任务要求
返回下方关于硅钢片导磁框高速磁致伸缩致动器的文本全文，逐字照录，不作任何改动。
***** 展示文本
采用硅钢片导磁框的高速磁致伸缩致动器

刘鹏飞; 冯志华

doi:doi:10.11977/j.issn.1004-2474.2021.03.014

压电与声光, 2021, 43 (3): 359, 网络出版: 2021-12-28

采用硅钢片导磁框的高速磁致伸缩致动器

High-Speed Magnetostrictive Actuator Using Silicon Steel Sheet Magnetic Frame

论文大纲

刘鹏飞冯志华

作者单位

中国科学技术大学精密机械与精密仪器系, 安徽合肥 230026

摘要

高频涡流损耗限制了磁致伸缩致动器的输出速度。该文提出了一种采用硅钢片导磁框的高速磁致伸缩致动器。与整块硅钢结构的导磁框相比, 分区绝缘的硅钢片可降低等效电导率, 减小导磁元件中的涡流。该设计提高了磁致伸缩棒中的磁场强度, 使致动器在高频磁场激励下也能输出较大振幅。在有效值为35 A@2 kHz的正弦波励磁电流下, 采用叠片结构导磁框的磁致伸缩致动器输出振幅11.1 μm@4 kHz的振动, 比采用整体结构导磁框的致动器输出速度提升了44.2%。这说明将磁路元件分区绝缘有利于提升磁致伸缩致动器的输出速度。
**********
***** 展示信息
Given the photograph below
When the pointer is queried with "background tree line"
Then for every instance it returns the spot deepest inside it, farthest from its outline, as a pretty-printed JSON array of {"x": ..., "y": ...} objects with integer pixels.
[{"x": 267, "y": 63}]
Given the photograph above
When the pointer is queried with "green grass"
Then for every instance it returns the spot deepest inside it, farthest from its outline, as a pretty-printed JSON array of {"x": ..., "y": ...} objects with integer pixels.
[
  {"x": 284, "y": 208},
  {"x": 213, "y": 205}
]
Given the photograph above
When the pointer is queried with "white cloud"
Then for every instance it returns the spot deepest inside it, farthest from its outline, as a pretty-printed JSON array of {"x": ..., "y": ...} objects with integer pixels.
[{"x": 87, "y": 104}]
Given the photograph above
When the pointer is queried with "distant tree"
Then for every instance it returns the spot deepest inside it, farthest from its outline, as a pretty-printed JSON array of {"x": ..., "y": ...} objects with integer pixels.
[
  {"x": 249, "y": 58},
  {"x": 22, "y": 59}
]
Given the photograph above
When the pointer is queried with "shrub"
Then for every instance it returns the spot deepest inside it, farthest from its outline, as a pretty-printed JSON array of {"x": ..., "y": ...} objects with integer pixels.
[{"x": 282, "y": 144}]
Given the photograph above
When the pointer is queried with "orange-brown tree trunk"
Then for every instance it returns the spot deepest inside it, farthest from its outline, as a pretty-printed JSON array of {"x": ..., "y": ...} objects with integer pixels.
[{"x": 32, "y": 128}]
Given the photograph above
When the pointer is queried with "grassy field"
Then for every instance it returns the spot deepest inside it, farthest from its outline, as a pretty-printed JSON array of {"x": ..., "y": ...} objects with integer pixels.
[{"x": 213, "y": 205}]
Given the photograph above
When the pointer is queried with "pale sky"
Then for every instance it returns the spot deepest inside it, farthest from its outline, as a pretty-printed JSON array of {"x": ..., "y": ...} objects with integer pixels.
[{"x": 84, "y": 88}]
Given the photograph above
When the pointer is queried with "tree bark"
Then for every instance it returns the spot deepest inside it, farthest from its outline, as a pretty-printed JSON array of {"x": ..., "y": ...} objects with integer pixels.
**********
练习结果
采用硅钢片导磁框的高速磁致伸缩致动器

刘鹏飞; 冯志华

doi:doi:10.11977/j.issn.1004-2474.2021.03.014

压电与声光, 2021, 43 (3): 359, 网络出版: 2021-12-28

采用硅钢片导磁框的高速磁致伸缩致动器

High-Speed Magnetostrictive Actuator Using Silicon Steel Sheet Magnetic Frame

论文大纲

刘鹏飞冯志华

作者单位

中国科学技术大学精密机械与精密仪器系, 安徽合肥 230026

摘要

高频涡流损耗限制了磁致伸缩致动器的输出速度。该文提出了一种采用硅钢片导磁框的高速磁致伸缩致动器。与整块硅钢结构的导磁框相比, 分区绝缘的硅钢片可降低等效电导率, 减小导磁元件中的涡流。该设计提高了磁致伸缩棒中的磁场强度, 使致动器在高频磁场激励下也能输出较大振幅。在有效值为35 A@2 kHz的正弦波励磁电流下, 采用叠片结构导磁框的磁致伸缩致动器输出振幅11.1 μm@4 kHz的振动, 比采用整体结构导磁框的致动器输出速度提升了44.2%。这说明将磁路元件分区绝缘有利于提升磁致伸缩致动器的输出速度。